WORK ITEM:
Continue the court opinion in the workers' compensation case of Alton Ochsner Medical Foundation v. Falkins, starting after its last sentence.
*** Opening TEXT EXCERPT ***
Alton Ochsner Medical Foundation v. Falkins

STOULIG, Judge.

This is a somewhat unusual case in that the plaintiff-employer, Alton Ochsner Medical Foundation, and its workmen’s compensation insurer, Argonaut Insurance Company, filed this suit to have the court determine whether compensation benefits are owed to the defendant-employee, Laura Falkins.1 The employee filed a claim for disability benefits arising out of an accident which occurred on July 6, 1973 while acting in the course and scope of her employment. As a part of their suit, plaintiffs included a request for a medical examination in order to evaluate her claim of disability. Defendant refused to submit to the examination and was ordered to do so by the court. The employee filed a reconventional demand for compensation benefits, which was denied on a finding that plaintiffs were not liable. Defendant has appealed.

The chronology of her work history with Ochsner is significant in weighing the merits of her claim. The record establishes these facts:

On August 22, 1972 she was hired as an aide in the hospital’s dietary department.
*** Closing TEXT EXCERPT ***
*** Opening GIVEN INFORMATION ***
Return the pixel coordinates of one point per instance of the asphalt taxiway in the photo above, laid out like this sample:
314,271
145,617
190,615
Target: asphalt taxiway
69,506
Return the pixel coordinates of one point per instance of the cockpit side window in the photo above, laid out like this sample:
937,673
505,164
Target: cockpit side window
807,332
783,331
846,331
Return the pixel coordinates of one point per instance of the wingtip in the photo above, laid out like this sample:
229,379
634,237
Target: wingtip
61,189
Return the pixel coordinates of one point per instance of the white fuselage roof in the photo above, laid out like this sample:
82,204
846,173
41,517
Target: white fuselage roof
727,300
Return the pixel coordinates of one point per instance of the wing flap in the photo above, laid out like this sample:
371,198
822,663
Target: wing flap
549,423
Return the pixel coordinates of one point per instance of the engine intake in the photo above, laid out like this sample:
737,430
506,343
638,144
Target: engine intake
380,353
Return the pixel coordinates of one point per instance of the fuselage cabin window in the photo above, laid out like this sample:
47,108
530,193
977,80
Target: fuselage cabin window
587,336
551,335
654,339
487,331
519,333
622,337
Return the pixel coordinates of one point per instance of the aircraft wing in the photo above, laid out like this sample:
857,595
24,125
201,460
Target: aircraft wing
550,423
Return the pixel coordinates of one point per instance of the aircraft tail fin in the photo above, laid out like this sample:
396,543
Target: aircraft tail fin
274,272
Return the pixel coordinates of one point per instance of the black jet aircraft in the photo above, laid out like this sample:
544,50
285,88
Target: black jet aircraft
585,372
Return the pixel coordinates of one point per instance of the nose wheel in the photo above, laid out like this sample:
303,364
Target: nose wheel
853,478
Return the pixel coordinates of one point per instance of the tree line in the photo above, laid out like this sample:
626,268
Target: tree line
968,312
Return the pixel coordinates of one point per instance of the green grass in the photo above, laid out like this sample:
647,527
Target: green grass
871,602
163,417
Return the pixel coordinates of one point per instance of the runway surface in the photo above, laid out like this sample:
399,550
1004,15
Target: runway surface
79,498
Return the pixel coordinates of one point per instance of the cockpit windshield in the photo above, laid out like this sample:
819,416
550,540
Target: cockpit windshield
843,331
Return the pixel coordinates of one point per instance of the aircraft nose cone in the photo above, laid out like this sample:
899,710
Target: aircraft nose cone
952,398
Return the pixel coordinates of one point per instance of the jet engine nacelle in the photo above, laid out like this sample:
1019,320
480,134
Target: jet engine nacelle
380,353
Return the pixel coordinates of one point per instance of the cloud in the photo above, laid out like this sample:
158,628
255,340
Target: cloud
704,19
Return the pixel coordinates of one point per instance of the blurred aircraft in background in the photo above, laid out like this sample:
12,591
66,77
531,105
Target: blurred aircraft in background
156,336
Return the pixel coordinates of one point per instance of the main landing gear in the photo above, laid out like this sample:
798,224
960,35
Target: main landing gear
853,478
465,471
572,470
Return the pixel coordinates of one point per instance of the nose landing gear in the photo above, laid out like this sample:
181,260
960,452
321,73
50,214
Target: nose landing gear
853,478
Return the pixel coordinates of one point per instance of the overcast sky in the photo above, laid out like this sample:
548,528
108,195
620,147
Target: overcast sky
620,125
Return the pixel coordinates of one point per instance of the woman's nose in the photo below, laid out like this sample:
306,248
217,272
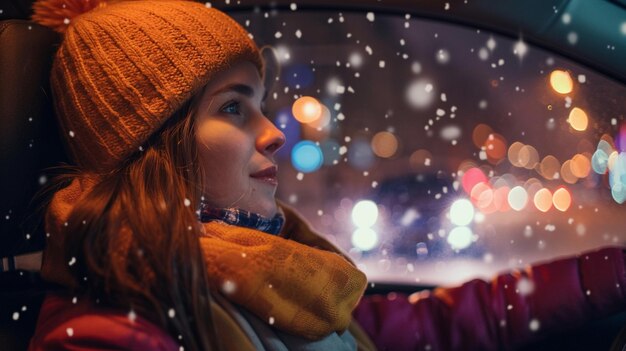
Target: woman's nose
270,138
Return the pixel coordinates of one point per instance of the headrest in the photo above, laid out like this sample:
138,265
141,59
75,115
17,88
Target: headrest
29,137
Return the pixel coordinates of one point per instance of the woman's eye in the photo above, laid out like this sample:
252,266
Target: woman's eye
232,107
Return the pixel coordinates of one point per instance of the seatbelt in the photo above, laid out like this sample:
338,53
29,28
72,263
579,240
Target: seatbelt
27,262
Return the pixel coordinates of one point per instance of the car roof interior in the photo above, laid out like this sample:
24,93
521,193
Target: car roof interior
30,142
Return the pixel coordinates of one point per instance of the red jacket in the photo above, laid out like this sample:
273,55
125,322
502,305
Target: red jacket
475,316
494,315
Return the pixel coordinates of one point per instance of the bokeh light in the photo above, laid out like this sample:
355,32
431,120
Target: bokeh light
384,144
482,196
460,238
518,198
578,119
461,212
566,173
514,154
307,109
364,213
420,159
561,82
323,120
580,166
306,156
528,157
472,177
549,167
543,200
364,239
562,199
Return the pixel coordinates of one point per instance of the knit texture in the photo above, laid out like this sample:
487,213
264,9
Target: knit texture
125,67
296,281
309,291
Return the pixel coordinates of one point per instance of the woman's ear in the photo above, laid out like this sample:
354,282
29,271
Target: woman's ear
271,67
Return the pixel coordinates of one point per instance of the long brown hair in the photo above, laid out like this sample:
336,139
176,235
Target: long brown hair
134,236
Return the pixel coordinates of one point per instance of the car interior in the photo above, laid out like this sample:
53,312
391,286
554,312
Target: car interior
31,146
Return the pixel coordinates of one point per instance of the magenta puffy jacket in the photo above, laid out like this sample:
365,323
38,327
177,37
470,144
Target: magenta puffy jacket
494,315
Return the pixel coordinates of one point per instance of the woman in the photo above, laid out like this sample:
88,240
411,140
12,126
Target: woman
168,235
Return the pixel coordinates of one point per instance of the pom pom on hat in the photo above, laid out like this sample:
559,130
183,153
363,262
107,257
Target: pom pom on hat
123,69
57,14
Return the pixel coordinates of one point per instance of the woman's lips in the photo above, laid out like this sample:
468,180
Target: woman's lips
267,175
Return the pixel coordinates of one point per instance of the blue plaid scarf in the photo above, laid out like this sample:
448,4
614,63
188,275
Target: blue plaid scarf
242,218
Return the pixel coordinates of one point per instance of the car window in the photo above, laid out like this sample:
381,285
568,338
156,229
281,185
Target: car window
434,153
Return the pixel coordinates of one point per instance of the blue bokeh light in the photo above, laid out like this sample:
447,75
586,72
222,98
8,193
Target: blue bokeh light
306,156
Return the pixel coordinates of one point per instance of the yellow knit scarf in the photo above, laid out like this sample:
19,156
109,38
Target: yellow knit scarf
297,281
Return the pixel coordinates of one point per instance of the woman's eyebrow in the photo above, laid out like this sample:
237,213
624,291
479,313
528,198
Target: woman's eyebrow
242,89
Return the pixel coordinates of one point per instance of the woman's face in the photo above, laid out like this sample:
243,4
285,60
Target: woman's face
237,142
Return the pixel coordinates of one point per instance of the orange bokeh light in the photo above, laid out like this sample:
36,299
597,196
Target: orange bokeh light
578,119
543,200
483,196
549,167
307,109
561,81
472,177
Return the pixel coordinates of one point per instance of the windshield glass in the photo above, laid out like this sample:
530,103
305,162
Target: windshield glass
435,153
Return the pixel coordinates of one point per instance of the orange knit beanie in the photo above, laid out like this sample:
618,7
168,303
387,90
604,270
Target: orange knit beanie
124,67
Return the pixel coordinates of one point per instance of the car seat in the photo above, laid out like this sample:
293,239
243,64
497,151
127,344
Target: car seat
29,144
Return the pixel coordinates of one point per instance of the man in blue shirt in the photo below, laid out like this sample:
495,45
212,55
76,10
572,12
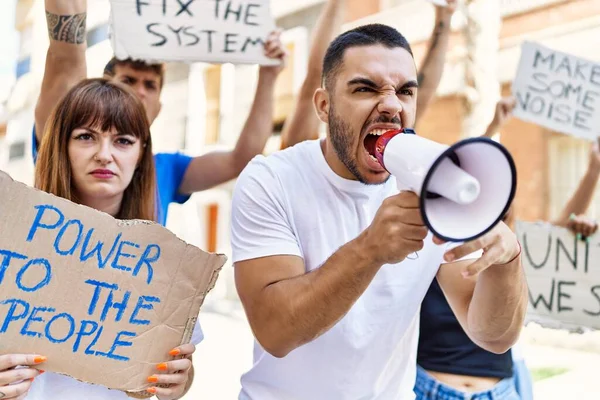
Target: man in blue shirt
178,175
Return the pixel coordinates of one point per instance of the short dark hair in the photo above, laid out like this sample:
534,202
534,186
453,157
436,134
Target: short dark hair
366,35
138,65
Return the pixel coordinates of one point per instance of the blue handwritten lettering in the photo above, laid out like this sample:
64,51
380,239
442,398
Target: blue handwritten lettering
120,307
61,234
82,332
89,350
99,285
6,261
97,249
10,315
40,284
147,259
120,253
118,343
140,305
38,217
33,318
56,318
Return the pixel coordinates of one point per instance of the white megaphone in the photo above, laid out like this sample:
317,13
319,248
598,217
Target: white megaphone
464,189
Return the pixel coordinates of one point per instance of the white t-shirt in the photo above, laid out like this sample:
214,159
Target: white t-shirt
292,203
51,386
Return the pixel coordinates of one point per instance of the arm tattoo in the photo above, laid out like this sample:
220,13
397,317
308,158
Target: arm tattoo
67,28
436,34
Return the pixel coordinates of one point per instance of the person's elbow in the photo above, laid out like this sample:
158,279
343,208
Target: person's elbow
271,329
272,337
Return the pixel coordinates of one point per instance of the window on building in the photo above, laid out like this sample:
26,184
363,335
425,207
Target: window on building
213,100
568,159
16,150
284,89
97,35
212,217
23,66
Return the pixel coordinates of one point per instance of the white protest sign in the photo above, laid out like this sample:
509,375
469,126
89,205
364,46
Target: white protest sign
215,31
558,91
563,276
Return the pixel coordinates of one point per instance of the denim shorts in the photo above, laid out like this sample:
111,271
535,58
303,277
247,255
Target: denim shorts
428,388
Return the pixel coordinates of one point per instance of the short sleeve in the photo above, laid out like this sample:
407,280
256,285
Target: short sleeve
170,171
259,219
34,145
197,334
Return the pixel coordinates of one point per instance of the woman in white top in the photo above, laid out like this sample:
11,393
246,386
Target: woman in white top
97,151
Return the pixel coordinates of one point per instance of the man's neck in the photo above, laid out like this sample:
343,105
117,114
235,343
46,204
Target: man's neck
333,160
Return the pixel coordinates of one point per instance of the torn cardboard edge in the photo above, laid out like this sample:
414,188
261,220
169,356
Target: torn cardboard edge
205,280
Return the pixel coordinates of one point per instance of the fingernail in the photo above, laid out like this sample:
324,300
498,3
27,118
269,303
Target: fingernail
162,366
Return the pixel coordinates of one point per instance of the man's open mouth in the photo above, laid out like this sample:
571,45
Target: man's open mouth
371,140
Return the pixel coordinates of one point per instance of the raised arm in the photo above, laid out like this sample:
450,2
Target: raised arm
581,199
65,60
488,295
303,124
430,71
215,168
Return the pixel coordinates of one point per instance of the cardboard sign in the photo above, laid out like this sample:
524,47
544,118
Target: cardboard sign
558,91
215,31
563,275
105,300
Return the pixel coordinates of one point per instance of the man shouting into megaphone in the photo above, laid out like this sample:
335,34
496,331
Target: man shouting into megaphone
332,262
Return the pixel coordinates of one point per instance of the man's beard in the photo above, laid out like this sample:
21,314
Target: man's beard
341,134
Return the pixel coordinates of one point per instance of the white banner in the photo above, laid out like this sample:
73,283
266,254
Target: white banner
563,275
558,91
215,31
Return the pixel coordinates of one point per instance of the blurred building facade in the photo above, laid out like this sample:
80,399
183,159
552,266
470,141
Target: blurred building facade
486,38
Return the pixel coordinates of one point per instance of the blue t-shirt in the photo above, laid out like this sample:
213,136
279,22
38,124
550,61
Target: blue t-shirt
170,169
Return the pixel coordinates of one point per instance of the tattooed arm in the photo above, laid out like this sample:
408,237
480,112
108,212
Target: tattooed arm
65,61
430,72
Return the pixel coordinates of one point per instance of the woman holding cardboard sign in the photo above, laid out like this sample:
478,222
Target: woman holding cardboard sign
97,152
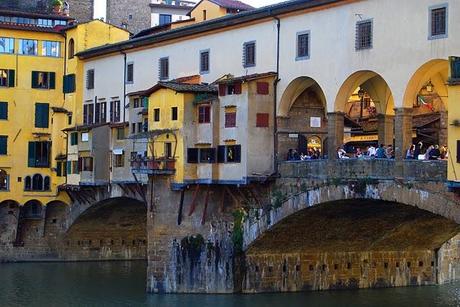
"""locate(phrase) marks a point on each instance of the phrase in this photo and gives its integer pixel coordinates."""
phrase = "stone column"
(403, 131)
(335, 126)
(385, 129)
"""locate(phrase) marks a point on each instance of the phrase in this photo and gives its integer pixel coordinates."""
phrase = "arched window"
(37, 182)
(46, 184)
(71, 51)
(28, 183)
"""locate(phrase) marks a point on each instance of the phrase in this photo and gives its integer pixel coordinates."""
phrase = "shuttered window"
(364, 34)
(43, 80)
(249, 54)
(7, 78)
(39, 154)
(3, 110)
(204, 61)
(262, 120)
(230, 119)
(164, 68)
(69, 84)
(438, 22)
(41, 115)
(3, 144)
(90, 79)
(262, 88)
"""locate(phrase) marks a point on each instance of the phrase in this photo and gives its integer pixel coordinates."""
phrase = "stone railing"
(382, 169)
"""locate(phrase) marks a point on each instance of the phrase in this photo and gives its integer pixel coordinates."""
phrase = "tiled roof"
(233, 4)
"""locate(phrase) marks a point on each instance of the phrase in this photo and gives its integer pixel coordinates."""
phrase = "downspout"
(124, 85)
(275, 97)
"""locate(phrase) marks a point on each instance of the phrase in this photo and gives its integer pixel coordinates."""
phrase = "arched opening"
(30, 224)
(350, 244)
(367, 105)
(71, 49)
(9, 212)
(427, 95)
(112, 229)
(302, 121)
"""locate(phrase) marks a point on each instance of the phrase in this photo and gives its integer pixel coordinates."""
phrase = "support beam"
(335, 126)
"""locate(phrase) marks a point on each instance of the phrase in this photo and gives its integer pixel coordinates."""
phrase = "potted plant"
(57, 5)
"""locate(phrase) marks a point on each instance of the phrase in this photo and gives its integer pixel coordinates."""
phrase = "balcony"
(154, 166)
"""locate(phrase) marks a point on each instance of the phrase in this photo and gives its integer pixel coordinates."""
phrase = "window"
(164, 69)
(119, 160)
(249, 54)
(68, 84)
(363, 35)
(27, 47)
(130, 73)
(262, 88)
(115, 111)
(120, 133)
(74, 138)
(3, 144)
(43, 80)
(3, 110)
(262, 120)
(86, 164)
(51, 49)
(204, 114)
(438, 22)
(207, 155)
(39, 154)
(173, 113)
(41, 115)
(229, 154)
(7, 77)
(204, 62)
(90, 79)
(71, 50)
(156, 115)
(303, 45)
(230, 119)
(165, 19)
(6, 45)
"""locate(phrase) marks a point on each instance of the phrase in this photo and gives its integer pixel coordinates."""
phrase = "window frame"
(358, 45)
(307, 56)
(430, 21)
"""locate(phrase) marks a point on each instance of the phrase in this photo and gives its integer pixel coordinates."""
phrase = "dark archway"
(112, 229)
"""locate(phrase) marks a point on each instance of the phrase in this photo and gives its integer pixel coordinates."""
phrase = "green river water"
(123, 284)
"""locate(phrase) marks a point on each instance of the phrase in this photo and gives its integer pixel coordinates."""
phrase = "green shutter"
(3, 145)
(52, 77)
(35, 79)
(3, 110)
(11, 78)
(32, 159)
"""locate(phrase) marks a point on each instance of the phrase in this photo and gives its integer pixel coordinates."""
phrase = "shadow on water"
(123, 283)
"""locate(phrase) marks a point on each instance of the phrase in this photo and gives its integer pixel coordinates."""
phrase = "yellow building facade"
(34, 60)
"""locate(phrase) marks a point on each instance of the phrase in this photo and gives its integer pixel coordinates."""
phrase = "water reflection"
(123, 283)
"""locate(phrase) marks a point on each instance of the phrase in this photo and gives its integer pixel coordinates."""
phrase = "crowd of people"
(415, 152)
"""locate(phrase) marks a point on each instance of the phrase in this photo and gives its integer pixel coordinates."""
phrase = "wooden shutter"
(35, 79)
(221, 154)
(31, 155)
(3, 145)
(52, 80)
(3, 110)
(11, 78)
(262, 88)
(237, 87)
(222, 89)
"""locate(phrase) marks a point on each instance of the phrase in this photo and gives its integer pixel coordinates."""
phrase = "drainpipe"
*** Closing GIVEN INFORMATION ***
RESPONSE AREA:
On January 8, 1973, she was treated in the Ochsner emergency room for com*244plaints of fainting and nausea. At the time defendant was in the early stages of pregnancy with her second child.

On May 4, 1973, the employee was seen in the emergency room at Oschner for complaints of low back pain. Her medical records reflect complaints of intermittent episodes of low back pain since the birth of her first child.

On May 30, 1973 defendant was treated in the emergency room with complaints of stomach pain due to her sixth month of pregnancy.

On June 11, 1973 she was treated for a headache. (We note here that medical treatment is rendered without charge to Ochsner employees.)

On July 6, 1973 defendant complained of a fall in the hospital kitchen, which allegedly occurred when she slipped in a puddle of water on the floor while carrying a tray of celery into the freezer. She was immediately examined by a resident physician in the emergency room and advised to go home for three days because of her advanced pregnant condition.

On July 11, 1973, Mrs. Falkins was examined by another resident physician at Ochsner and informed she could return to work. Because of her pregnancy, she immediately took a leave of absence, during which time she was paid $443.53 in sick leave and insurance disability payments.

On August 15, 1973, an examination by Dr. A. William Dunn, an orthopedist at Ochsner, revealed no neurological deficit, no bone or joint abnormality, no neuro-musculoskeletal cause for pain and no treatment was indicated.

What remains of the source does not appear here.